**What you will do:** Copy out every line of the items below word for word, leaving out the pictures.

···

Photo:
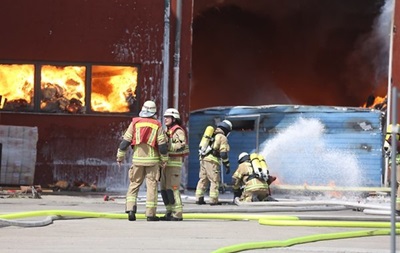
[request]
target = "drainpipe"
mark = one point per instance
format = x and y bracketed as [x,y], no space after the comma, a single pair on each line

···

**Expected answer:**
Photo:
[request]
target = "drainpipe"
mark = one point per instance
format = x and y bracketed as [x,y], no space after the comma, a single pair on each line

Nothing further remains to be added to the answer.